YOUR GOAL:
Could you offset the coordinates by -29 and write these lines out again, requests included, starting at the line that has "of the backpack" and running through the last line, both inclusive? Subtract 29 from every number in the coordinate answers.
:::::
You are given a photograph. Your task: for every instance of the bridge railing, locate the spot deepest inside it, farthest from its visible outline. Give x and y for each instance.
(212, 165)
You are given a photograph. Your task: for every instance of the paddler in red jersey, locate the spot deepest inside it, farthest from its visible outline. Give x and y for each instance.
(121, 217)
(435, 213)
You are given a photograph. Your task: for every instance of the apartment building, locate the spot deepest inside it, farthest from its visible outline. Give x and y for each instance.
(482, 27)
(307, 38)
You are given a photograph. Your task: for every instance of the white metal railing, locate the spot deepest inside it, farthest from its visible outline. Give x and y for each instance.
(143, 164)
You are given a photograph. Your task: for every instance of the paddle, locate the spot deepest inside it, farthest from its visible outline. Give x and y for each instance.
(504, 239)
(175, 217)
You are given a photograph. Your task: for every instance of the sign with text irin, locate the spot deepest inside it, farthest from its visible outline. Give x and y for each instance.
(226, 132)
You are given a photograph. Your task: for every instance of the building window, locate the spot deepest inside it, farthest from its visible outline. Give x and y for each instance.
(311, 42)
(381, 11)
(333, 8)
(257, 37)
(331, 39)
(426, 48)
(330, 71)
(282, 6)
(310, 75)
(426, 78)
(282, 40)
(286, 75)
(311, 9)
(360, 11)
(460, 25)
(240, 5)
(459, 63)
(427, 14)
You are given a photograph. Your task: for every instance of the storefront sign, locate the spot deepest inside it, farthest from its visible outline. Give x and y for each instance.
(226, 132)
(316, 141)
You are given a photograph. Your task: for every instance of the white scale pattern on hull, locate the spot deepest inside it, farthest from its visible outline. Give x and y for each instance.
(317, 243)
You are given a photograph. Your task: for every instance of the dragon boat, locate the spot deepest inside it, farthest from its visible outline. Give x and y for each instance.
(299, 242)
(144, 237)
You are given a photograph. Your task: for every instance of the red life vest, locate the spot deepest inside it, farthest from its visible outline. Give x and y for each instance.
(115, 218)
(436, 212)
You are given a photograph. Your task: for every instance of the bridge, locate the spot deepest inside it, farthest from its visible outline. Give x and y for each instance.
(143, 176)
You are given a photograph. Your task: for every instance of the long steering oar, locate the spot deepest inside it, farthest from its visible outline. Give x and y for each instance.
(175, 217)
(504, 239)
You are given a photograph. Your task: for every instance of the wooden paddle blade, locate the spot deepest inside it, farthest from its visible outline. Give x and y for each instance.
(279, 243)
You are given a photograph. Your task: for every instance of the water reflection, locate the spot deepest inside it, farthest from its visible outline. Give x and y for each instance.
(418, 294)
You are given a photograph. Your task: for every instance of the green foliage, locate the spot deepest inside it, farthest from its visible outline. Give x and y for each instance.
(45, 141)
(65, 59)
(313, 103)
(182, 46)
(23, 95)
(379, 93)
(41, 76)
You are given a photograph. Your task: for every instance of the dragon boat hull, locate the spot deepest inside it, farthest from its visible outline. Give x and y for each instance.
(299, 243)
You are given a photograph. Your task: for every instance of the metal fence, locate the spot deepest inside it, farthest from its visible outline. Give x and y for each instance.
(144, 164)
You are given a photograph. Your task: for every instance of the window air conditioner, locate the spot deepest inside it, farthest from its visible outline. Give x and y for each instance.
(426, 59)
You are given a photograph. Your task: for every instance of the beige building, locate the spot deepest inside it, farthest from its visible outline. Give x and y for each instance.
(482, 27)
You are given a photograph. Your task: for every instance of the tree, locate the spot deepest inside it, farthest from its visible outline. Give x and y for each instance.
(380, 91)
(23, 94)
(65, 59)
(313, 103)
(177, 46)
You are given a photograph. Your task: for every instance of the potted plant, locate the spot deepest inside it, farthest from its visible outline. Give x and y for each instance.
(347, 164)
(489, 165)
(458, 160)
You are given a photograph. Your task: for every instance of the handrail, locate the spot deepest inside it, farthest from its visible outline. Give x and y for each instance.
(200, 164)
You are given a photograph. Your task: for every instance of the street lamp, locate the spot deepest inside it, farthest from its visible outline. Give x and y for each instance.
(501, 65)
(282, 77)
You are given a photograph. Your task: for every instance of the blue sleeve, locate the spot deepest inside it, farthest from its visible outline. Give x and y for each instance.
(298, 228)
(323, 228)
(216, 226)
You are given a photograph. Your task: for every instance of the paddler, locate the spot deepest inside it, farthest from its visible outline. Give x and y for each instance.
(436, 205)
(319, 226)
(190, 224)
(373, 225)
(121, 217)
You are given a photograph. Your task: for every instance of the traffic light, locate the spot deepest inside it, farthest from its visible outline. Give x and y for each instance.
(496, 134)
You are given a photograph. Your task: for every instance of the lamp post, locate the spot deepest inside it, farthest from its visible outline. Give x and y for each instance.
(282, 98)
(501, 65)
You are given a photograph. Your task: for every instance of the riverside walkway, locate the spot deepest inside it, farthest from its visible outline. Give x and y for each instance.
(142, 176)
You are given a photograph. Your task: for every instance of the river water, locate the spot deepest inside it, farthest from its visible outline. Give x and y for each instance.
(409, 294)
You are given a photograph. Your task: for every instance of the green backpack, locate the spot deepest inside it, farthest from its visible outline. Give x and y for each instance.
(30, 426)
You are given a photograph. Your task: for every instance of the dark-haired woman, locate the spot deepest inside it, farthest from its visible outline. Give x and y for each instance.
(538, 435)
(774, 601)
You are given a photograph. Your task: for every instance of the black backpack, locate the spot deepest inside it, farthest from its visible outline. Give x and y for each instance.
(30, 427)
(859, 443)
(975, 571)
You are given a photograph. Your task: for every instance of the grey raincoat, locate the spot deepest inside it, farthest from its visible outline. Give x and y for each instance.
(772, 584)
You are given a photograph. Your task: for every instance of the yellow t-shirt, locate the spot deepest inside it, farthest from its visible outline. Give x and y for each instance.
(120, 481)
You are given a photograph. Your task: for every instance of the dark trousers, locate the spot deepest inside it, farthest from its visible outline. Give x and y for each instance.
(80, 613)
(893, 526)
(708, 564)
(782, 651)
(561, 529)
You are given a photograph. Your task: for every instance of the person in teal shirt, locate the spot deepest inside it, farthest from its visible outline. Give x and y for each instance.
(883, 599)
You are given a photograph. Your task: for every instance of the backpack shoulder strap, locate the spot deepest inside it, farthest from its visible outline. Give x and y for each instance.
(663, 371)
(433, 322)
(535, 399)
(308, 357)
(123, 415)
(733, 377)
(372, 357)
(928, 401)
:::::
SOLUTION FOR THIS TASK:
You are given a photograph. Your task: for every instance of the backpack shoulder strap, locate the spot deepest inside it, farthest from its visible outline. Give x and y for each instance.
(634, 342)
(404, 293)
(506, 370)
(279, 328)
(94, 386)
(704, 348)
(343, 328)
(899, 372)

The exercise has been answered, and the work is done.